What do you have in common with a lacrosse stick?

Modern lacrosse sticks are made of sophisticated composites specifically designed for the conditions and wear encountered in their use. Humans are also made of composites and replacement parts made of composite materials may extend our use.

When Ken Reifsnider was playing intramural lacrosse at Johns Hopkins, stick fracture was common. He, a couple of classmates, a retired professor, and a Canadian manufacturer set out to correct that. As a result, the first composite lacrosse stick was designed in 1970.

Reifsnider went on to become professor of engineering science and mechanics at Virginia Tech, and founded the Materials Response Group and the MRLife code — a computer program used to predict the strength and life of materials in the complex arenas of their use.

The lacrosse stick was the young engineer's first use of composites to solve a problem. The second step was a jet fighter — the F-16. "That was when I first tested composite use in a complex environment." The Materials Response Group was asked to look at how long complex composite laminates would last under extreme environmental conditions, including high temperature and moisture.

The final step in the evolution of the computer code was a request from General Electric to develop and test ceramic composites that could be used for turbines. "To make power, you need heat and force. In order to keep our lights burning, they needed turbines made of a material that maintained its strength in the presence of great heat," says Reifsnider.

The researchers developed MRLife, a computer program that considers all information regarding all the materials in a product and all the conditions of a product's use. MRLife has been used to design jet engines and pool sticks; hip joints and oil-field pipe; the structures of cars, trucks, and airplanes; and golf clubs. The code predicts remaining strength and life in the presence of complex applied conditions that include thermal and chemical environments and mechanical loading.

____

● **EXERCISE DIRECTIONS**: Reproduce the part of the article on composite materials between "What do you" and "extend our use.", inclusive.

● **LISTED RECORDS**:
____

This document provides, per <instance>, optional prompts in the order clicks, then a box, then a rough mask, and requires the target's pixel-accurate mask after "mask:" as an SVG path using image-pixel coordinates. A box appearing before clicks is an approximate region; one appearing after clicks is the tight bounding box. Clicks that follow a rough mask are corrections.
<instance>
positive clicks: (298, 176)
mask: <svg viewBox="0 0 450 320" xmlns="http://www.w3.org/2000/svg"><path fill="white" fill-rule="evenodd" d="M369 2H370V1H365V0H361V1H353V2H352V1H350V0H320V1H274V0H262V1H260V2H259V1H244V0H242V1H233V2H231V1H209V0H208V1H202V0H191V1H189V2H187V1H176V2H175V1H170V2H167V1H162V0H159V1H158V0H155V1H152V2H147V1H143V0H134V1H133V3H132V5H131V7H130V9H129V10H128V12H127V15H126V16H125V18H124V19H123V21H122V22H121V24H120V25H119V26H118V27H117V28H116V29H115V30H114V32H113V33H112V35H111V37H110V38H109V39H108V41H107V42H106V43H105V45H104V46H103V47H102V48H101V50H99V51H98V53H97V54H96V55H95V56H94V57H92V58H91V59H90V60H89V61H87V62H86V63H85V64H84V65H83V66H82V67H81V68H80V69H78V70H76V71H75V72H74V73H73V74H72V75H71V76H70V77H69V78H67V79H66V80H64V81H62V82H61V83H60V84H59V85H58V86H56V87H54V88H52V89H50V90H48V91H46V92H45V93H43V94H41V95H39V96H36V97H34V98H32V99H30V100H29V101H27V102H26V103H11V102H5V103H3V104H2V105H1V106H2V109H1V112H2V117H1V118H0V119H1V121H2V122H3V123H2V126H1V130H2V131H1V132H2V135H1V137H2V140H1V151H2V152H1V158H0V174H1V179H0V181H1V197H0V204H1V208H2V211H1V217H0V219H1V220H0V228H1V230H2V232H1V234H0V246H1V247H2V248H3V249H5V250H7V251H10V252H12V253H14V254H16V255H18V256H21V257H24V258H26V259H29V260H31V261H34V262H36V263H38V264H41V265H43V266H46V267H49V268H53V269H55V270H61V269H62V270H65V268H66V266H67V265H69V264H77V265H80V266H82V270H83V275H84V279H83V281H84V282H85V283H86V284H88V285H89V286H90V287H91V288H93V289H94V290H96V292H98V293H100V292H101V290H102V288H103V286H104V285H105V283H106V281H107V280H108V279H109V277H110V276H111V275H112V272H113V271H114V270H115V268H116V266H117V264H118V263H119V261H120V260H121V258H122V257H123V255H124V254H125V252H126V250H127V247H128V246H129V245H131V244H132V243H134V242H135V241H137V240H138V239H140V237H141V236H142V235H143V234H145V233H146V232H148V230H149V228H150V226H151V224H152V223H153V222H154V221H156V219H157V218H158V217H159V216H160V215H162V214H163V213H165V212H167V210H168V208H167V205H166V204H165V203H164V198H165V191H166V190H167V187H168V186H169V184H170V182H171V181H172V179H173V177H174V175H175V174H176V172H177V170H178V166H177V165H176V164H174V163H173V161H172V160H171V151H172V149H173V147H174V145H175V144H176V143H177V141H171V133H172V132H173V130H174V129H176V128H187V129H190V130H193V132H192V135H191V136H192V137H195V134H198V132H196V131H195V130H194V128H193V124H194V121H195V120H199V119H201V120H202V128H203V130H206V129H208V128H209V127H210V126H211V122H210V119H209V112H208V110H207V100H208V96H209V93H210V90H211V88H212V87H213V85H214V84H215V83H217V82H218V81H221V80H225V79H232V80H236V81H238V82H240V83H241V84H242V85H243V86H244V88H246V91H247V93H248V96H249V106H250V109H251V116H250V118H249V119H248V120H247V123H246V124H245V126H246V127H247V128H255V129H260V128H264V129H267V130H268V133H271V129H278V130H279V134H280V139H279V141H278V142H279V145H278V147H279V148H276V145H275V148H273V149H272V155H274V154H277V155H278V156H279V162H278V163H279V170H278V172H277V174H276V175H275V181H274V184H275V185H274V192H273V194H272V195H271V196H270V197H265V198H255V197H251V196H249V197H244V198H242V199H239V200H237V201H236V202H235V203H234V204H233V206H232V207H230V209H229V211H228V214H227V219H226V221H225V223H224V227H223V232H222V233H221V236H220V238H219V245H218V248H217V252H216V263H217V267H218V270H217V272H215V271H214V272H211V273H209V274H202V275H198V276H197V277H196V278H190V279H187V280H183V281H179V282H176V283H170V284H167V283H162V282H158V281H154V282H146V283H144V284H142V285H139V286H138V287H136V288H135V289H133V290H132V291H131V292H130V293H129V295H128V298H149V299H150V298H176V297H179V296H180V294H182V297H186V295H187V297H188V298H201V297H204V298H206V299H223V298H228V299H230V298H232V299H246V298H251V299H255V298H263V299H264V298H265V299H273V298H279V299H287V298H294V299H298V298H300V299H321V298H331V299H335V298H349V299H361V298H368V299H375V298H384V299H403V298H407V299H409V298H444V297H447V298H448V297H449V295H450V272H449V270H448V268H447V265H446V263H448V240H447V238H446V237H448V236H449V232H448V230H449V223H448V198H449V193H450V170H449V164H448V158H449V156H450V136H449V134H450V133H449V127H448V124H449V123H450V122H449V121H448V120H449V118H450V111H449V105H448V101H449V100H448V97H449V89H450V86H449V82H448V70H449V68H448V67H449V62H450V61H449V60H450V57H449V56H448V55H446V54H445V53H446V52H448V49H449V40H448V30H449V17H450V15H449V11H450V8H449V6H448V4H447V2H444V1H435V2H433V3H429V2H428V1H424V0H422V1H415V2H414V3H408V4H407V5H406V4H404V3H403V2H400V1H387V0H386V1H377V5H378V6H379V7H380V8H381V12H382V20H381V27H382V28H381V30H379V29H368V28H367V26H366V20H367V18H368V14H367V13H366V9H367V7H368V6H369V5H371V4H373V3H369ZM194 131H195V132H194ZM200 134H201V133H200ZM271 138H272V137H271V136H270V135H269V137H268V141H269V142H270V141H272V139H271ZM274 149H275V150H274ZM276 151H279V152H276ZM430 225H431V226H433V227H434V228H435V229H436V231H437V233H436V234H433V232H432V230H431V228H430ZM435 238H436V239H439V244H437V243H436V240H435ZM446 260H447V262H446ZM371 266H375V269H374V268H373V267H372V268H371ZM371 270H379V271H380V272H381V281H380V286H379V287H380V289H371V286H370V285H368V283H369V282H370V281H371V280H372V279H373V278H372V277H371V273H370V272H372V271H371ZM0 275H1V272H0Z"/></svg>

____

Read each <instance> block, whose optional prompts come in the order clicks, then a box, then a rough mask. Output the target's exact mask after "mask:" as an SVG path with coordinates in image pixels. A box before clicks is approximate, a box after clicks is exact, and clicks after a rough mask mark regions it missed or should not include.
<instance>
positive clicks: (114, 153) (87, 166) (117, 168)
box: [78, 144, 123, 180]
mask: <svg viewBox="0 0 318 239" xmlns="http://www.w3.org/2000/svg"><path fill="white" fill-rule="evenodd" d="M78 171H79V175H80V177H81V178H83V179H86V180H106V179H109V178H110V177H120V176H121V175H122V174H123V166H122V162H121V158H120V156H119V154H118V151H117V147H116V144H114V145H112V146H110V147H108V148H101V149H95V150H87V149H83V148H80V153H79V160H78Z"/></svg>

____

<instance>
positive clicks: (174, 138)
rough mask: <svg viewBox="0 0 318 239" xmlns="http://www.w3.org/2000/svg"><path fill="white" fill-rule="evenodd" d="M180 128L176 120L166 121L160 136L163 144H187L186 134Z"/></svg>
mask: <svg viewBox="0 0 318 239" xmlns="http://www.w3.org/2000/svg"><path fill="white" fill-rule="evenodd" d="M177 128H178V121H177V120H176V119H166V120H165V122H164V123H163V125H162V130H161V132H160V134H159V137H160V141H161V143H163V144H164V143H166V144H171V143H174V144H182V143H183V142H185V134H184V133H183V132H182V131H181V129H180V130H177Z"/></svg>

____

● **RESPONSE FOR THIS EXERCISE**:
What do you have in common with a lacrosse stick?

Modern lacrosse sticks are made of sophisticated composites specifically designed for the conditions and wear encountered in their use. Humans are also made of composites and replacement parts made of composite materials may extend our use.